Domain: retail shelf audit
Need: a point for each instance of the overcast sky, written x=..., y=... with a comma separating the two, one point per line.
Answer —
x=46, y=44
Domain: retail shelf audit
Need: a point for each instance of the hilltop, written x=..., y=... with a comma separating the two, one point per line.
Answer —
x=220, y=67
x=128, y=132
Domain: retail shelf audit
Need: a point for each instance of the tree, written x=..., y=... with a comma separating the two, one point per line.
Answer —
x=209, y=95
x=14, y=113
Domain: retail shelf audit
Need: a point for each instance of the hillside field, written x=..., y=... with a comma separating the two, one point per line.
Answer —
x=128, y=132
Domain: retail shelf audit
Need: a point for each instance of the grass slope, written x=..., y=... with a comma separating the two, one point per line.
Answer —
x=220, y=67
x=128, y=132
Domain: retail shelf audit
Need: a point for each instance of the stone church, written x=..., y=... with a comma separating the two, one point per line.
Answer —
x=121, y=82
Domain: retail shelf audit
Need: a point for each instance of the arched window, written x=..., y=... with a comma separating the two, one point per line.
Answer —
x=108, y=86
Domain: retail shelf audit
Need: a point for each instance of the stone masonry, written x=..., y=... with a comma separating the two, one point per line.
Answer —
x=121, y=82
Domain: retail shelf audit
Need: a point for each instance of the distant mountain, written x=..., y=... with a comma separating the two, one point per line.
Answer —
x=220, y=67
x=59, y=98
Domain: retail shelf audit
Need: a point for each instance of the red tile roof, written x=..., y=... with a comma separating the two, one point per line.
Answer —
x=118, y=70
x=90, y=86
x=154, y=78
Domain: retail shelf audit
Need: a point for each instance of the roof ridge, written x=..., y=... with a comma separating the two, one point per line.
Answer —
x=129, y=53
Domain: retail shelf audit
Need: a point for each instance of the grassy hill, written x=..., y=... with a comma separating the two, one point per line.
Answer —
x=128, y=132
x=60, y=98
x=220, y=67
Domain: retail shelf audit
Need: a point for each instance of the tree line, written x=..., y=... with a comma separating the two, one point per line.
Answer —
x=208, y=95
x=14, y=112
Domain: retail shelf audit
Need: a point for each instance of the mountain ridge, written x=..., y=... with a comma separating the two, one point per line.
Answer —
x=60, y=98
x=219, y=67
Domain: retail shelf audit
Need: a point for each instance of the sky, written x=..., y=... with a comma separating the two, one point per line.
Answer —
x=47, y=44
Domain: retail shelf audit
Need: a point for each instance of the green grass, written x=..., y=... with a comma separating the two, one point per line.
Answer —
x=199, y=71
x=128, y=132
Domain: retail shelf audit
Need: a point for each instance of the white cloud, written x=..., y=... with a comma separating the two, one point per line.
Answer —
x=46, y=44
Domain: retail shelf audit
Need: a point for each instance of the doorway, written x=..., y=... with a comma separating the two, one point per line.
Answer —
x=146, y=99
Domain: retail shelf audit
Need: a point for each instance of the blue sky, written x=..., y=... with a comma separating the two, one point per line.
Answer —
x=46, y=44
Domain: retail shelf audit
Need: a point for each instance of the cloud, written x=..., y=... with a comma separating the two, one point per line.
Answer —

┄┄┄┄┄┄

Set problem:
Reproduce every line of the data above without changing anything.

Exercise answer:
Domain: retail shelf audit
Need: a point for each instance of the overcast sky, written x=..., y=... with a comma separating the two, one point per line.
Answer —
x=46, y=44
Domain: retail shelf audit
Need: a point for each instance of the hilltop, written x=..., y=... with a comma separating the two, one point per line.
Answer —
x=220, y=67
x=128, y=132
Domain: retail shelf audit
Need: a point for each instance of the tree, written x=..., y=... with a comma separating the two, one point per line.
Answer —
x=209, y=95
x=14, y=113
Domain: retail shelf audit
Need: a point for each instance of the hillside field, written x=..., y=... with a comma separating the two, one point per line.
Answer —
x=128, y=132
Domain: retail shelf audit
Need: a point for each instance of the grass slope, written x=..., y=... with a comma separating the two, one point per line.
Answer —
x=220, y=67
x=128, y=132
Domain: retail shelf audit
Need: a point for each instance of the stone church, written x=..., y=... with a comma separating the two, one point per line.
Answer —
x=121, y=82
Domain: retail shelf audit
Need: a point for each instance of the arched window, written x=..., y=... with a comma separating the two, one point per line.
Answer —
x=108, y=86
Domain: retail shelf audit
Need: a point for each instance of the stone masonry, written x=..., y=... with a comma separating the two, one point per line.
Answer —
x=121, y=82
Domain: retail shelf audit
Need: a point for each instance of the distant mountain, written x=..., y=... with a comma separating the two, one point per line.
Answer —
x=220, y=67
x=59, y=98
Domain: retail shelf audit
Need: a point for each instance of the red tile roof, written x=..., y=... with a comma separating the two, one point per line.
Answer —
x=118, y=70
x=90, y=86
x=154, y=78
Domain: retail shelf audit
Need: a point for each instance of the roof ridge, written x=..., y=... with a comma separating the two, one point per line.
Answer —
x=129, y=53
Domain: retail shelf audit
Need: a point for each instance of the grassy hill, written x=..., y=... with a comma separating the two, one point per line.
Answer —
x=128, y=132
x=60, y=98
x=220, y=67
Domain: retail shelf audit
Need: a point for each instance of the tree line, written x=..., y=... with a comma separating the two, one point per line.
Answer —
x=208, y=95
x=14, y=112
Domain: retail shelf audit
Need: a point for each instance of the mountain ridge, written x=..., y=... with a comma separating the two, one point per line.
Answer —
x=60, y=98
x=219, y=67
Domain: retail shelf audit
Need: a point for each instance of the sky, written x=..., y=... with a comma separating the two, one point per line.
Answer —
x=47, y=44
Domain: retail shelf audit
Need: a point for each instance of the green grass, written x=..., y=... with a comma separating the two, one point per line.
Answer —
x=199, y=71
x=128, y=132
Domain: retail shelf audit
Need: a point for each instance of the white cloud, written x=..., y=... with a comma separating the two, one point per line.
Answer —
x=46, y=44
Domain: retail shelf audit
Need: a point for each instance of the doorway, written x=..., y=... with a comma separating the two, one point per line.
Answer —
x=146, y=99
Domain: retail shelf audit
Need: a point for each instance of the blue sky, written x=..., y=... with a comma separating the two, one point per line.
Answer —
x=46, y=44
Domain: retail shelf audit
Need: a point for each instance of the cloud, written x=..., y=... with a comma separating the two, one point per line.
Answer —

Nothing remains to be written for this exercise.